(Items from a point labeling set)
++++++++++

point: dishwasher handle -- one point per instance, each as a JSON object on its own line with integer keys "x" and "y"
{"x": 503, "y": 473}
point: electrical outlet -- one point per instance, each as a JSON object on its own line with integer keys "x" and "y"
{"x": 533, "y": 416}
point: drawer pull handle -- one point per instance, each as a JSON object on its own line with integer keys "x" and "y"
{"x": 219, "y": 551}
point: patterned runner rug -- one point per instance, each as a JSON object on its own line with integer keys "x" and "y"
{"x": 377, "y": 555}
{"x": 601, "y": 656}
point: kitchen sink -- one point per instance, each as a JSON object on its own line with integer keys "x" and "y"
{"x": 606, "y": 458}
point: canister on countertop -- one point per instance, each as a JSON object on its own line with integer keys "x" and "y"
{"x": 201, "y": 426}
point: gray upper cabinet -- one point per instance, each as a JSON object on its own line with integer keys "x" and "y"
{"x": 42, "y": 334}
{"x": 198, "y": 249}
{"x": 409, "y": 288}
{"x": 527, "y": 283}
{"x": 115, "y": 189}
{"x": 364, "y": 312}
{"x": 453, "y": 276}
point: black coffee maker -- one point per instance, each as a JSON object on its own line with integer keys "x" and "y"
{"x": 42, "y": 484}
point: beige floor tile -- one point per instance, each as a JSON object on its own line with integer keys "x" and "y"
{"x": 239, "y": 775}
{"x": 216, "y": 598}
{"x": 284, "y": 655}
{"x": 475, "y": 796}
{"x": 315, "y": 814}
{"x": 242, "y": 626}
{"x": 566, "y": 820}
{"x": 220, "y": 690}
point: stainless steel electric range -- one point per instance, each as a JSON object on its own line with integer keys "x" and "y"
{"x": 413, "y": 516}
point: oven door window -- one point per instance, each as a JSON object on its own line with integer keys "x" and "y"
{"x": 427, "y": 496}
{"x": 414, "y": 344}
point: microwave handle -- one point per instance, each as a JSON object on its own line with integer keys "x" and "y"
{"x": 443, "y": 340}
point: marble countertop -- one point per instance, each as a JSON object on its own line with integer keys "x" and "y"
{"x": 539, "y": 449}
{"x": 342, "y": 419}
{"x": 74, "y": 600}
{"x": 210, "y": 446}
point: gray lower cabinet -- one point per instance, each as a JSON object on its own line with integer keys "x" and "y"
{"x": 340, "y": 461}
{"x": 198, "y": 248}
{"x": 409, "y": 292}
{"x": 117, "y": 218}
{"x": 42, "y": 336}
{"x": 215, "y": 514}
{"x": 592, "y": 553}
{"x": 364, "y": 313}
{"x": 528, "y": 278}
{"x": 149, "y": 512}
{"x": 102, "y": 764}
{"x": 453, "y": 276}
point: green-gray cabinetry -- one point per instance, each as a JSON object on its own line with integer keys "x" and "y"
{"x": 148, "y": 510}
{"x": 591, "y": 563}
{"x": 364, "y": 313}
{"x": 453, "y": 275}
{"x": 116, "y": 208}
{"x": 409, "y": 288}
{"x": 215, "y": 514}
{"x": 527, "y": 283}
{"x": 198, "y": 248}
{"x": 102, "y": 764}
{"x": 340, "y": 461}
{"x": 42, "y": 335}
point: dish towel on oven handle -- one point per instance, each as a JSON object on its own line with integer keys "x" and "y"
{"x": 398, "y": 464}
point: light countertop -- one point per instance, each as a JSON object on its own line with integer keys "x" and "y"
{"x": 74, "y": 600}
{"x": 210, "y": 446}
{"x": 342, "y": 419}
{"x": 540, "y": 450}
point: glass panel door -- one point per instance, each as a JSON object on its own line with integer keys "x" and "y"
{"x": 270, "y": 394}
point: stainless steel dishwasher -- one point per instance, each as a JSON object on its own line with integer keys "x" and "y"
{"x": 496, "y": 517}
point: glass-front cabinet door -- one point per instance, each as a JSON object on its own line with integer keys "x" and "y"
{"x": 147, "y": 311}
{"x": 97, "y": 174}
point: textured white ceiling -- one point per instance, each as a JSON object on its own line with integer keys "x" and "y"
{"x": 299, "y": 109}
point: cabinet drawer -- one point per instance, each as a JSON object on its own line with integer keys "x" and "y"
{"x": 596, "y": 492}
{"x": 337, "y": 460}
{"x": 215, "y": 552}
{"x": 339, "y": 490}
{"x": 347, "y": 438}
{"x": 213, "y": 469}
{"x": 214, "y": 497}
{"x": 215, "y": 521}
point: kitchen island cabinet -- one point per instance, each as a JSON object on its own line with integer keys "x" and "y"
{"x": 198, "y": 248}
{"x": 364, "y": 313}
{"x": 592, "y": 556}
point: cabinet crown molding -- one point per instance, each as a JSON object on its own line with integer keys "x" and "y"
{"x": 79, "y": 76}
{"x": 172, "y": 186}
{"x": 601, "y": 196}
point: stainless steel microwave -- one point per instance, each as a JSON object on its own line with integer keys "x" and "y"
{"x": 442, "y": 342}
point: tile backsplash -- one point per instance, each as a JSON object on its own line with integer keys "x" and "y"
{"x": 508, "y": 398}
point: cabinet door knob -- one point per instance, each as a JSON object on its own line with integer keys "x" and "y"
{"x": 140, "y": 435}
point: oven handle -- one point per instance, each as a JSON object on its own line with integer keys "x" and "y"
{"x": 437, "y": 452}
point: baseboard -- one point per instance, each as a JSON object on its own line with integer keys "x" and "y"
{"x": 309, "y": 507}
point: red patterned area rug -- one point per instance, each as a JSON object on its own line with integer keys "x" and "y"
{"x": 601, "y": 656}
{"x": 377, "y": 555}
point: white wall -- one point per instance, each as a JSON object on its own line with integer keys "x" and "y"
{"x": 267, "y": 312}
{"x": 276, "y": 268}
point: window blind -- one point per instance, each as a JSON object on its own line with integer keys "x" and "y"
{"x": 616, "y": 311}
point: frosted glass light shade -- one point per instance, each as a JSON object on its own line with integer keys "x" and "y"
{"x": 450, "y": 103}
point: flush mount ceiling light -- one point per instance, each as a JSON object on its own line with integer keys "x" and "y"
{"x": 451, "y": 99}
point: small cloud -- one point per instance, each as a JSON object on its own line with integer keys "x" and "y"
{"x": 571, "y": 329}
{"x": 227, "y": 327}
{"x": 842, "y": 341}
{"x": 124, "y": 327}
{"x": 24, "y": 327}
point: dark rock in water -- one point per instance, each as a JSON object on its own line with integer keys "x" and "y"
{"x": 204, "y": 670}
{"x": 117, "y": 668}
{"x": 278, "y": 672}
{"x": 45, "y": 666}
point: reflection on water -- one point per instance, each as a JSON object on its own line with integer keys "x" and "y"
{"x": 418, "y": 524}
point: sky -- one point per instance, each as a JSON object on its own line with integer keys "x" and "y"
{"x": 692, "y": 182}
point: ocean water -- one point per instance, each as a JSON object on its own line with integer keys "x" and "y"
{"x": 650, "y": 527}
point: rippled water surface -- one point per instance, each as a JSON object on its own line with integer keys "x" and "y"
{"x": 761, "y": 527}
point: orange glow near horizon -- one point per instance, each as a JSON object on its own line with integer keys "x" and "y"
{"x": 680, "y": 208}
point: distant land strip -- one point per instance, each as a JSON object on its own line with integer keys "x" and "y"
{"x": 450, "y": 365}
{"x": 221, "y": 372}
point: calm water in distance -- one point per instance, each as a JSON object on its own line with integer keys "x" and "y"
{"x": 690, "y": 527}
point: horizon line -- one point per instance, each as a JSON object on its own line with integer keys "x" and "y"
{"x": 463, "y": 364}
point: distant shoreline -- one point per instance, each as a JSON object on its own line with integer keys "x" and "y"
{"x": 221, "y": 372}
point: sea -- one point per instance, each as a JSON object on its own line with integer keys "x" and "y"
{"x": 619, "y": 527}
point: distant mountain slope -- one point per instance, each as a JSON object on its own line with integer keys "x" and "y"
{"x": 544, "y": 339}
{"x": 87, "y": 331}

++++++++++

> WHAT IS NEEDED: Put the lines into a numbered list, leaving out any blank lines. Begin at the line that contains "point: distant mountain" and stop after the last line of the items.

> REPLY TO THE TASK:
1. point: distant mountain slope -- one point per instance, each as a JSON object on its own line with integer keys "x" and "y"
2. {"x": 544, "y": 339}
3. {"x": 87, "y": 331}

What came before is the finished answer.